__Excerpt provided__:
※

Last year’s 2017 Australia Day saw me, for the first time in many years, choosing reluctantly to celebrate Australia Day, but not in the family way of my youth, nor in the more nationalistic way it is celebrated around the country with large crowds, snags and fireworks. Instead, I went to a Eucharist Celebration at my local Anglican church. The service included a reflection on what it means to be Australian, and it paid due homage to the traditional owners of the land on which the church and surrounding suburbs are built. It also included prayers for both compassion and justice for aboriginal people. It was, I thought, a fitting way to celebrate being Australian – recognising both the achievement and the pains of the past, recognising the imperfections that exist in the present, but most importantly embracing hope for the future. I will be doing the same again this year.

※

__Supplied entries__:
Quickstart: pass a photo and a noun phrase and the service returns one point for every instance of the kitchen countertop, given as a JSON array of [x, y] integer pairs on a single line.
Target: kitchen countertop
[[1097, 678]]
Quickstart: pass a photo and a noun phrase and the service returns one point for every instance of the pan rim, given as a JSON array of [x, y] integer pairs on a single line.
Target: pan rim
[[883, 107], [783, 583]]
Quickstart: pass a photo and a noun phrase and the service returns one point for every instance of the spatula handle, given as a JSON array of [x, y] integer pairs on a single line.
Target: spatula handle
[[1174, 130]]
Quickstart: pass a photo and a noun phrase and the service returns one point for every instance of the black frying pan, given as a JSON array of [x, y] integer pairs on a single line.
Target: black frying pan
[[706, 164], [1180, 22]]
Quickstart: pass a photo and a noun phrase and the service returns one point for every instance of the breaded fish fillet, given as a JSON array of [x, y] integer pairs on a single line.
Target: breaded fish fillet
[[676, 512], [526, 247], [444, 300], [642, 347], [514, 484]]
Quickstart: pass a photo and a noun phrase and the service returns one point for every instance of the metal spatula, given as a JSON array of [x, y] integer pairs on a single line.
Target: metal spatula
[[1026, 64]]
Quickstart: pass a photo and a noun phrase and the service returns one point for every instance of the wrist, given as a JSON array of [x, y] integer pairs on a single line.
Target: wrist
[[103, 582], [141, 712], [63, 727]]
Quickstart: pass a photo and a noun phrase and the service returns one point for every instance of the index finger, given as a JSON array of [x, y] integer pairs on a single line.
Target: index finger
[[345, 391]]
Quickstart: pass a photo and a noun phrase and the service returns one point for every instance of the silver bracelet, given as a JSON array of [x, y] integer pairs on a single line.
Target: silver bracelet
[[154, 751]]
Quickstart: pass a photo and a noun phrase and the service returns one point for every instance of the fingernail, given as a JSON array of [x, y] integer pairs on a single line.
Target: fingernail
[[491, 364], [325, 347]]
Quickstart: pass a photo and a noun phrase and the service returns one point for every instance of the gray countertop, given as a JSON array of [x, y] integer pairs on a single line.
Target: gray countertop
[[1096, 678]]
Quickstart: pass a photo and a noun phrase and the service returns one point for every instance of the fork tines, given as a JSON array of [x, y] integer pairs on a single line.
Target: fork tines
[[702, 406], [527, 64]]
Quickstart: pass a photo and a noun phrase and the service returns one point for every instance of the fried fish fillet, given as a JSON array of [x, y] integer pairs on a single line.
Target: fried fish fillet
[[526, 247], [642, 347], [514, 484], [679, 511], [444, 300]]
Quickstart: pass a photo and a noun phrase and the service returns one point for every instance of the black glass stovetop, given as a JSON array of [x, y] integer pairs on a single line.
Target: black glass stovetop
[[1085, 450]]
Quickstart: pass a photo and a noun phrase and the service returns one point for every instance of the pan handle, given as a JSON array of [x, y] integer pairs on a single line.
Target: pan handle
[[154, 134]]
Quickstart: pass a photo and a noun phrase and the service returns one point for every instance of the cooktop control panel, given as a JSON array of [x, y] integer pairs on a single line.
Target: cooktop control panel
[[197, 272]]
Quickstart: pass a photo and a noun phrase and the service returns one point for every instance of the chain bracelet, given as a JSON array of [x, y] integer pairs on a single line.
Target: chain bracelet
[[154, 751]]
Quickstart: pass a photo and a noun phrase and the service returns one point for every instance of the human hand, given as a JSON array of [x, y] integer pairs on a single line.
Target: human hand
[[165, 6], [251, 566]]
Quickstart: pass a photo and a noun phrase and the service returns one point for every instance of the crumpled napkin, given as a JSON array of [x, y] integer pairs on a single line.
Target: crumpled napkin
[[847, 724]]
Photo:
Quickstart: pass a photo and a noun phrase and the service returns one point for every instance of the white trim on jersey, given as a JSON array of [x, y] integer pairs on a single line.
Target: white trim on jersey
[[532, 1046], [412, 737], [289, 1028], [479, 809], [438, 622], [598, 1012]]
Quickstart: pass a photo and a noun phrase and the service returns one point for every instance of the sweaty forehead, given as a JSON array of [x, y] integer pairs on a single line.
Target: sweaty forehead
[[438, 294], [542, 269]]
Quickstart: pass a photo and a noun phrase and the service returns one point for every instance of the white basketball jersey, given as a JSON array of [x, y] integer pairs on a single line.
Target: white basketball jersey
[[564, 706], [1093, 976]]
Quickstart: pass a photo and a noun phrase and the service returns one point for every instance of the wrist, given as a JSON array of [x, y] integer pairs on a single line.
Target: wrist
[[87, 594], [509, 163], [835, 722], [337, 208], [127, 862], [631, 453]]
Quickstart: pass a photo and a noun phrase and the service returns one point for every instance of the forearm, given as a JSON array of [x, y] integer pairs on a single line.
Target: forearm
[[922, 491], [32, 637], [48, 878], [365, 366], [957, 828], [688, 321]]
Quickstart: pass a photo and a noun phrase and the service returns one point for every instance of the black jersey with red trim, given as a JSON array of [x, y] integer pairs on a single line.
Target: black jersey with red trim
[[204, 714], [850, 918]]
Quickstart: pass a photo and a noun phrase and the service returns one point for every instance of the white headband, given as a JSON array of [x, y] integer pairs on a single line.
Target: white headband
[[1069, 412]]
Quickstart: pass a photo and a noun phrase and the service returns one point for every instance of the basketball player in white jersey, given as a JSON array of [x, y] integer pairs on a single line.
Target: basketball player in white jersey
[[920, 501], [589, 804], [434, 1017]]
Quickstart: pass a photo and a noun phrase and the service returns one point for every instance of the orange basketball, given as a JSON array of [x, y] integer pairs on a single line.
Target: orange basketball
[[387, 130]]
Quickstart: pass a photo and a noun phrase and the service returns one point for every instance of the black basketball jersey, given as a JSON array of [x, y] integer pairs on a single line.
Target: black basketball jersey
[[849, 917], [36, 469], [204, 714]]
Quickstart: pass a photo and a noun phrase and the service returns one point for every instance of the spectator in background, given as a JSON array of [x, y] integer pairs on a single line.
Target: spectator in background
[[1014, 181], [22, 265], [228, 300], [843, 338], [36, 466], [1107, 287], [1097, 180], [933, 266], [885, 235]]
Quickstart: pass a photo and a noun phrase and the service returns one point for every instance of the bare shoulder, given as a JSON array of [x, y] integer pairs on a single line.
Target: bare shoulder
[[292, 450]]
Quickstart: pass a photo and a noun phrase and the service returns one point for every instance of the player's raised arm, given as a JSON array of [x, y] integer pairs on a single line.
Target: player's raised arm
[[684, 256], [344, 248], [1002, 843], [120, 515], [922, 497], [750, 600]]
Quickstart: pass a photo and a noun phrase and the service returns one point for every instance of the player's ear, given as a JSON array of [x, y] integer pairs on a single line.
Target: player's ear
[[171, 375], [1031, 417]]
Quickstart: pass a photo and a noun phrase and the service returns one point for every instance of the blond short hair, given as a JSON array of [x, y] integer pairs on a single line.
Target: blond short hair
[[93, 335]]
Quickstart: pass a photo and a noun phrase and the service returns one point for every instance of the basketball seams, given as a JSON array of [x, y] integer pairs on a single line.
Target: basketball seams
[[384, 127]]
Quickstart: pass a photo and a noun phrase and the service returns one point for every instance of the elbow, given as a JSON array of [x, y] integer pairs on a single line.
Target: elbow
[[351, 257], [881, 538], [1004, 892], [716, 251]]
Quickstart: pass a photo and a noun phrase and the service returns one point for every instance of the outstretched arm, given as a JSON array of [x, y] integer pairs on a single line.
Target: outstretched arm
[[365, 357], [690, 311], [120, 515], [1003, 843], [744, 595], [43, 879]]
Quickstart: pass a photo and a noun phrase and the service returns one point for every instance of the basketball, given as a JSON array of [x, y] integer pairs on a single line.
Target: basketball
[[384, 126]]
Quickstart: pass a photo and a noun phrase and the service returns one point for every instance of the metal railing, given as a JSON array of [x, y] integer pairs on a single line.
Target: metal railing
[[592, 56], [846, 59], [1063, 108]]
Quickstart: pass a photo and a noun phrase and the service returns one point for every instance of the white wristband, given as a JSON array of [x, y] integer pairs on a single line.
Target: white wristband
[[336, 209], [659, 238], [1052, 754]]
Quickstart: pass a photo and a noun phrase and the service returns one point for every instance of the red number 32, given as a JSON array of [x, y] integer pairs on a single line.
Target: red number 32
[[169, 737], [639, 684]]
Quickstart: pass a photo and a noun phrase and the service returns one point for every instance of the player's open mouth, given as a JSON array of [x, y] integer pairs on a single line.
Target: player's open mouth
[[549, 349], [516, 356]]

※

__Task to carry out__: Copy out the Australia Day passage above word for word, from start to finish.

__Answer space__:
Last year’s 2017 Australia Day saw me, for the first time in many years, choosing reluctantly to celebrate Australia Day, but not in the family way of my youth, nor in the more nationalistic way it is celebrated around the country with large crowds, snags and fireworks. Instead, I went to a Eucharist Celebration at my local Anglican church. The service included a reflection on what it means to be Australian, and it paid due homage to the traditional owners of the land on which the church and surrounding suburbs are built. It also included prayers for both compassion and justice for aboriginal people. It was, I thought, a fitting way to celebrate being Australian – recognising both the achievement and the pains of the past, recognising the imperfections that exist in the present, but most importantly embracing hope for the future. I will be doing the same again this year.